The exercise: Convert the lines between the one holding "Could you provide the mask of every instance of the window" and the last line below, inclusive, into a Markdown table with the columns Row and Line, numbering each row and omitting blank lines.

— START —

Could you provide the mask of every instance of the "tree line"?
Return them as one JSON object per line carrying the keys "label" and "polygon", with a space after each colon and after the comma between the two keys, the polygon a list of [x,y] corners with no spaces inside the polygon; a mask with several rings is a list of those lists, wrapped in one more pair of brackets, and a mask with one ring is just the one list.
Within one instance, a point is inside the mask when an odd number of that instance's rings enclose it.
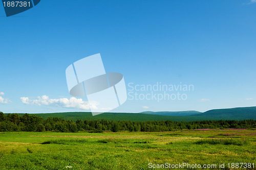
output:
{"label": "tree line", "polygon": [[256,120],[219,120],[193,122],[174,122],[154,120],[132,122],[130,120],[66,120],[59,117],[49,117],[44,119],[35,114],[25,113],[8,114],[0,112],[0,132],[54,131],[77,132],[87,131],[89,132],[114,132],[120,130],[130,132],[164,132],[182,129],[248,129],[256,128]]}

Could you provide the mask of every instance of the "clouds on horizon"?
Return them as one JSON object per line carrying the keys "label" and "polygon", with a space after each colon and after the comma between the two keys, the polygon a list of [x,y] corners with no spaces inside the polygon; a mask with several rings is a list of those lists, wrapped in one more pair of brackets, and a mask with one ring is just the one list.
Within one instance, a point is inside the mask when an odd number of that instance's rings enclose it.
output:
{"label": "clouds on horizon", "polygon": [[200,101],[201,102],[206,102],[209,101],[210,100],[208,99],[200,99]]}
{"label": "clouds on horizon", "polygon": [[21,97],[22,103],[26,105],[35,106],[58,106],[66,108],[76,108],[82,110],[90,110],[90,108],[97,109],[96,102],[91,103],[87,101],[83,101],[82,99],[76,99],[74,97],[60,99],[50,99],[46,95],[38,96],[37,99],[30,100],[27,97]]}
{"label": "clouds on horizon", "polygon": [[1,95],[4,95],[5,93],[3,92],[0,92],[0,103],[1,104],[8,104],[9,103],[12,102],[8,98],[4,98]]}

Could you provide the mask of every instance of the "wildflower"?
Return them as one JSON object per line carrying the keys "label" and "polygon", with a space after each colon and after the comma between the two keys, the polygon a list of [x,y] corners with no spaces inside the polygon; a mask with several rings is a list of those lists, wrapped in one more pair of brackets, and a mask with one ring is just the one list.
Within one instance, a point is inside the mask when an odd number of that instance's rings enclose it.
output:
{"label": "wildflower", "polygon": [[73,167],[71,166],[67,166],[66,167],[68,168],[72,168]]}

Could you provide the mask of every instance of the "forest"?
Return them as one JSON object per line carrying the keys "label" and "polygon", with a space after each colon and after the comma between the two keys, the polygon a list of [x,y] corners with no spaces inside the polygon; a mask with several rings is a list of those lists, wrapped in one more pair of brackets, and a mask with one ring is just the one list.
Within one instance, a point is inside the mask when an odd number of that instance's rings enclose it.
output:
{"label": "forest", "polygon": [[136,122],[130,120],[80,120],[75,122],[59,117],[43,118],[35,114],[9,113],[0,112],[0,132],[61,132],[91,133],[103,131],[129,131],[130,132],[165,132],[182,129],[248,129],[256,128],[256,120],[248,119],[175,122],[154,120]]}

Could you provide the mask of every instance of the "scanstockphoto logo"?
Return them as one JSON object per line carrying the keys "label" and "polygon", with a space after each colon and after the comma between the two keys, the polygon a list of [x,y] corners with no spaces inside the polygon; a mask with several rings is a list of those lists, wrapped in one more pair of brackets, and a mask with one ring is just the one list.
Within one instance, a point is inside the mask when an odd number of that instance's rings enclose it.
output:
{"label": "scanstockphoto logo", "polygon": [[27,11],[37,4],[41,0],[2,0],[6,16],[14,15]]}
{"label": "scanstockphoto logo", "polygon": [[188,93],[194,90],[193,84],[163,84],[156,82],[154,84],[128,84],[128,100],[136,101],[185,101]]}
{"label": "scanstockphoto logo", "polygon": [[99,54],[72,63],[66,69],[66,75],[70,94],[86,95],[93,115],[115,109],[127,99],[123,75],[106,73]]}

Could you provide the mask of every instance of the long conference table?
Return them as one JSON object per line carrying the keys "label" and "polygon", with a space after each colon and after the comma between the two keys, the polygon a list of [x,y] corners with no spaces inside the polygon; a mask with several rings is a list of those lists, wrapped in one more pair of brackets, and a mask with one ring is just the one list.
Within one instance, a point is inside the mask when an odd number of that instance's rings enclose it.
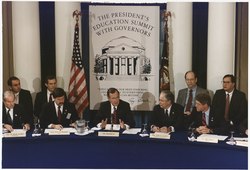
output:
{"label": "long conference table", "polygon": [[247,147],[190,142],[186,132],[171,139],[138,134],[2,138],[2,168],[247,169]]}

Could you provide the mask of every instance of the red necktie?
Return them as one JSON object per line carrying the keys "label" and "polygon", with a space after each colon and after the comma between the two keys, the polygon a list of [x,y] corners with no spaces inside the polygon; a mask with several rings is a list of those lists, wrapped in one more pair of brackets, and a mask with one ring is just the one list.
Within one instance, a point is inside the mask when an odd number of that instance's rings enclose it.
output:
{"label": "red necktie", "polygon": [[114,112],[113,112],[113,124],[117,124],[117,110],[116,110],[116,108],[115,108],[115,106],[114,106]]}
{"label": "red necktie", "polygon": [[226,105],[225,105],[225,120],[228,121],[229,120],[229,105],[230,105],[230,101],[229,101],[229,94],[227,94],[226,97]]}
{"label": "red necktie", "polygon": [[202,126],[207,126],[205,113],[202,113]]}
{"label": "red necktie", "polygon": [[192,106],[192,101],[193,101],[193,90],[189,90],[189,97],[188,97],[188,102],[186,105],[186,112],[191,111],[191,106]]}
{"label": "red necktie", "polygon": [[52,93],[49,94],[49,102],[52,102]]}
{"label": "red necktie", "polygon": [[61,123],[62,120],[62,112],[61,112],[61,106],[58,106],[58,111],[57,111],[57,116],[58,116],[58,121]]}

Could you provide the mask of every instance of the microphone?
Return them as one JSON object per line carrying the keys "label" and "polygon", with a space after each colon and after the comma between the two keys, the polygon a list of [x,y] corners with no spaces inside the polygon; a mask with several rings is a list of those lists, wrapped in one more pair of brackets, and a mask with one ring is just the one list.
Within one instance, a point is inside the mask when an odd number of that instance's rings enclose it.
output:
{"label": "microphone", "polygon": [[111,131],[113,131],[113,114],[110,114]]}
{"label": "microphone", "polygon": [[193,126],[194,126],[194,121],[189,125],[188,130],[192,130]]}

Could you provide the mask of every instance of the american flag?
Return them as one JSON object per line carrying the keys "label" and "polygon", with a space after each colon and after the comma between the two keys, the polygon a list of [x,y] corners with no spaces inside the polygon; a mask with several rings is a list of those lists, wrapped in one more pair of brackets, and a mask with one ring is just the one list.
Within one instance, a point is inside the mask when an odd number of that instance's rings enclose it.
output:
{"label": "american flag", "polygon": [[75,104],[78,115],[82,118],[84,109],[89,105],[86,78],[79,45],[79,24],[75,25],[72,66],[70,70],[68,99]]}

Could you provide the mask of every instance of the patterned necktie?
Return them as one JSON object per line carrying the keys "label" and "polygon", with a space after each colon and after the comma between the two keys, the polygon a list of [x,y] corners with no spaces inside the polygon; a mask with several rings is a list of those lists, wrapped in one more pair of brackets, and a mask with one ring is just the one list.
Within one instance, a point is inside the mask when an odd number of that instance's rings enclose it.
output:
{"label": "patterned necktie", "polygon": [[170,115],[168,114],[168,109],[164,110],[165,114],[167,115],[167,117],[169,117]]}
{"label": "patterned necktie", "polygon": [[49,102],[52,102],[52,93],[49,94]]}
{"label": "patterned necktie", "polygon": [[57,116],[58,116],[58,121],[61,123],[62,120],[61,106],[58,106]]}
{"label": "patterned necktie", "polygon": [[186,112],[191,111],[192,101],[193,101],[193,90],[190,89],[189,90],[188,102],[187,102],[186,110],[185,110]]}
{"label": "patterned necktie", "polygon": [[6,112],[6,116],[7,116],[8,124],[12,125],[13,121],[12,121],[11,116],[10,116],[10,109],[8,109],[8,111]]}
{"label": "patterned necktie", "polygon": [[230,105],[229,94],[227,94],[226,105],[225,105],[225,115],[224,115],[224,118],[226,121],[229,121],[229,105]]}
{"label": "patterned necktie", "polygon": [[113,112],[113,116],[112,116],[112,121],[113,121],[113,124],[117,124],[118,122],[117,122],[117,110],[116,110],[116,108],[115,108],[115,106],[113,107],[113,109],[114,109],[114,112]]}
{"label": "patterned necktie", "polygon": [[202,113],[202,126],[207,126],[205,113]]}

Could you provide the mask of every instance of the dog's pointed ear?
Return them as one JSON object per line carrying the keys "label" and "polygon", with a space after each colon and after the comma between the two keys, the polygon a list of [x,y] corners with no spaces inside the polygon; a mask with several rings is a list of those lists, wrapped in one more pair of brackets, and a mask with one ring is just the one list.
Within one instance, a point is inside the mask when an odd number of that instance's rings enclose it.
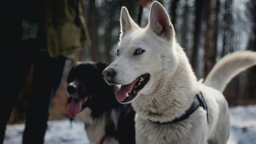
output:
{"label": "dog's pointed ear", "polygon": [[120,16],[120,40],[129,31],[137,29],[139,26],[131,18],[128,10],[125,7],[122,7]]}
{"label": "dog's pointed ear", "polygon": [[160,36],[172,40],[175,32],[169,16],[164,8],[158,2],[155,1],[151,5],[149,18],[149,28]]}

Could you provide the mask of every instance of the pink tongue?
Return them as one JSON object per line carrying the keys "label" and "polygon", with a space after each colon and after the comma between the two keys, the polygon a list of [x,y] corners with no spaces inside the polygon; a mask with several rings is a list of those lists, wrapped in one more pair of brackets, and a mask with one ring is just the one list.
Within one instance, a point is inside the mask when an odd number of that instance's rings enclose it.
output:
{"label": "pink tongue", "polygon": [[119,90],[115,93],[116,98],[119,101],[123,101],[126,98],[126,93],[130,93],[133,89],[133,85],[138,81],[140,77],[138,78],[133,82],[126,85],[122,85]]}
{"label": "pink tongue", "polygon": [[74,100],[72,100],[71,103],[67,107],[67,115],[69,116],[71,118],[75,118],[81,111],[82,104],[82,99],[78,101],[75,101]]}

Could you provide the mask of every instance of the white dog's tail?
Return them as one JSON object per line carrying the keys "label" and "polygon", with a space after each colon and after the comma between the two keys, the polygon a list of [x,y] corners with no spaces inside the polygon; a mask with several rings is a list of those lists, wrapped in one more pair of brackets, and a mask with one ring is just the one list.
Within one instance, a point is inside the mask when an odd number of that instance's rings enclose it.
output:
{"label": "white dog's tail", "polygon": [[213,67],[203,83],[223,92],[232,79],[255,65],[256,52],[239,51],[228,54]]}

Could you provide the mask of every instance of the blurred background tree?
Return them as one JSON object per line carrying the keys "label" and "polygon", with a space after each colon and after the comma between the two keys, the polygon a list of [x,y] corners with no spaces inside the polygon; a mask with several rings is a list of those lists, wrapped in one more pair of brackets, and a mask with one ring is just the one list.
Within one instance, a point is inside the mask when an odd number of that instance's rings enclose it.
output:
{"label": "blurred background tree", "polygon": [[[165,0],[176,37],[189,57],[196,75],[204,78],[223,56],[238,50],[256,51],[255,0]],[[115,59],[122,6],[137,21],[136,0],[84,0],[83,15],[92,46],[81,52],[83,61],[110,63]],[[141,25],[147,23],[150,5],[143,8]],[[62,82],[54,100],[50,119],[66,116],[66,79],[71,66],[66,62]],[[31,72],[28,75],[9,123],[21,121],[26,110]],[[230,106],[256,104],[256,67],[233,79],[224,92]],[[40,101],[39,99],[39,101]]]}

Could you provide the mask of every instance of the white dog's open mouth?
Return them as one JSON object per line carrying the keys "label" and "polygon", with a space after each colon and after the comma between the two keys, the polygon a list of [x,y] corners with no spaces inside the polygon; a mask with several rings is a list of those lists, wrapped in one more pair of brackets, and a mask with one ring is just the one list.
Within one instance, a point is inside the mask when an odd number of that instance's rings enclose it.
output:
{"label": "white dog's open mouth", "polygon": [[150,75],[145,74],[139,77],[131,83],[122,85],[115,93],[116,98],[121,103],[131,101],[135,97],[139,90],[146,85],[149,80]]}

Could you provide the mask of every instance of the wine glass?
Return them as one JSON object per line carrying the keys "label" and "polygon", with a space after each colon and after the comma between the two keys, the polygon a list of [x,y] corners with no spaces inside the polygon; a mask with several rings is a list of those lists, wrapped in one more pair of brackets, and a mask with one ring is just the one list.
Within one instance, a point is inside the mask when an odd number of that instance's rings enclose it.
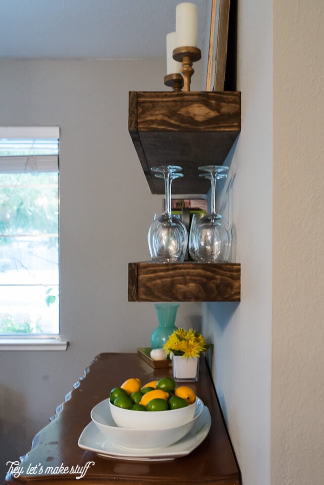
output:
{"label": "wine glass", "polygon": [[212,186],[211,213],[202,217],[193,229],[194,258],[198,262],[226,262],[232,244],[232,231],[226,219],[216,212],[216,182],[226,178],[228,167],[206,165],[199,170],[207,173],[199,177],[209,179]]}
{"label": "wine glass", "polygon": [[177,165],[161,165],[152,167],[155,176],[165,180],[166,192],[165,212],[155,216],[147,235],[147,242],[151,257],[155,262],[181,262],[184,259],[188,232],[185,226],[178,215],[171,214],[171,184],[172,181],[183,177],[182,170]]}

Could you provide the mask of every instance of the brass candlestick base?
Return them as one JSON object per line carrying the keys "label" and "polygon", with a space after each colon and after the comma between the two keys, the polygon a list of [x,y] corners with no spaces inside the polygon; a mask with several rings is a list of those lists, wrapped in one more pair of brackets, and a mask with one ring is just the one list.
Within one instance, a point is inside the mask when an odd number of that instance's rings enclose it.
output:
{"label": "brass candlestick base", "polygon": [[167,74],[164,76],[166,86],[172,87],[175,92],[181,91],[183,87],[183,77],[181,74]]}
{"label": "brass candlestick base", "polygon": [[201,51],[197,47],[177,47],[172,53],[175,61],[181,62],[181,73],[183,76],[183,91],[190,91],[190,81],[194,69],[192,63],[201,58]]}

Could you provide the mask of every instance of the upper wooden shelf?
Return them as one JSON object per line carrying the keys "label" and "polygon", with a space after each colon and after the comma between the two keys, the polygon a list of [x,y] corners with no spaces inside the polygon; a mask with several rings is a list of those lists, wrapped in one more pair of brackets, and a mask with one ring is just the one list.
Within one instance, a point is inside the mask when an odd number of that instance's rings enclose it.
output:
{"label": "upper wooden shelf", "polygon": [[152,194],[164,194],[151,167],[180,165],[173,194],[207,194],[201,165],[222,165],[240,131],[240,93],[130,92],[129,130]]}

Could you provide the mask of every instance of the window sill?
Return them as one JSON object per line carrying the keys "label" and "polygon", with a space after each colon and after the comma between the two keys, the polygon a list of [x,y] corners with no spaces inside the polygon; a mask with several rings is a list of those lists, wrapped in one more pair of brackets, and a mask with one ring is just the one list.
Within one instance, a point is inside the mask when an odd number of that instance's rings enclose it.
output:
{"label": "window sill", "polygon": [[60,338],[0,337],[0,350],[66,350],[68,345]]}

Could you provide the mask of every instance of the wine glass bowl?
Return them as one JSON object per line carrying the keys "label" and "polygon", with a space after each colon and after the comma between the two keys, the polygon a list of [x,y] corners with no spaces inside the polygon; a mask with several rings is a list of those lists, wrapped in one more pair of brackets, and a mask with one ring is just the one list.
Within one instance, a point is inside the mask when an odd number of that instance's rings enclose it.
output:
{"label": "wine glass bowl", "polygon": [[147,235],[151,257],[155,262],[182,262],[184,259],[188,242],[185,226],[178,215],[171,214],[171,184],[172,181],[183,177],[182,170],[177,165],[153,167],[155,176],[163,178],[166,192],[166,210],[160,215],[155,214]]}
{"label": "wine glass bowl", "polygon": [[212,186],[211,212],[196,222],[190,235],[192,257],[198,262],[226,262],[232,244],[232,231],[228,222],[216,209],[216,184],[227,177],[227,167],[208,165],[199,167],[207,173],[200,177],[209,179]]}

— END —

Exercise result:
| Row | Line |
|---|---|
| 1 | Could you provide the mask of every instance of the window sill? |
| 2 | Return them as one JSON object per line carrying the keys "label" and "polygon", with a space after each colon and after the comma between the two keys, the polygon a list of [x,y] corners with no spaces inside the polygon; a mask with several rings is a list of those lists, wrapped in one more pair of brackets, and a mask with one ring is just the one list. |
| 3 | Within one instance, a point is inside the mask when an odd number of that instance's rings enclose it. |
| 4 | output: |
| 5 | {"label": "window sill", "polygon": [[60,338],[0,337],[0,350],[66,350],[68,345]]} |
| 6 | Could you provide the mask of every instance of the wine glass bowl? |
| 7 | Return them as one JSON object per line carrying the keys "label" and "polygon", with a space after each colon and after the comma between the two keys, the polygon a list of [x,y] corners with no spaces inside the polygon; a mask with several rings is a list of those lists, wrapped in one more pair of brackets, and a mask with one ring is just the one list. |
| 8 | Within one instance, a point is inside the mask when an odd number of that instance's rings enclose it. |
| 9 | output: |
| 10 | {"label": "wine glass bowl", "polygon": [[147,235],[151,257],[155,262],[182,262],[184,259],[188,242],[185,226],[178,215],[171,214],[171,184],[172,181],[183,177],[182,170],[177,165],[153,167],[155,176],[163,178],[166,192],[166,210],[160,215],[155,214]]} |
| 11 | {"label": "wine glass bowl", "polygon": [[212,186],[211,212],[196,222],[190,235],[192,257],[198,262],[226,262],[232,244],[232,231],[228,222],[216,209],[216,184],[227,177],[227,167],[208,165],[199,167],[207,173],[200,177],[209,179]]} |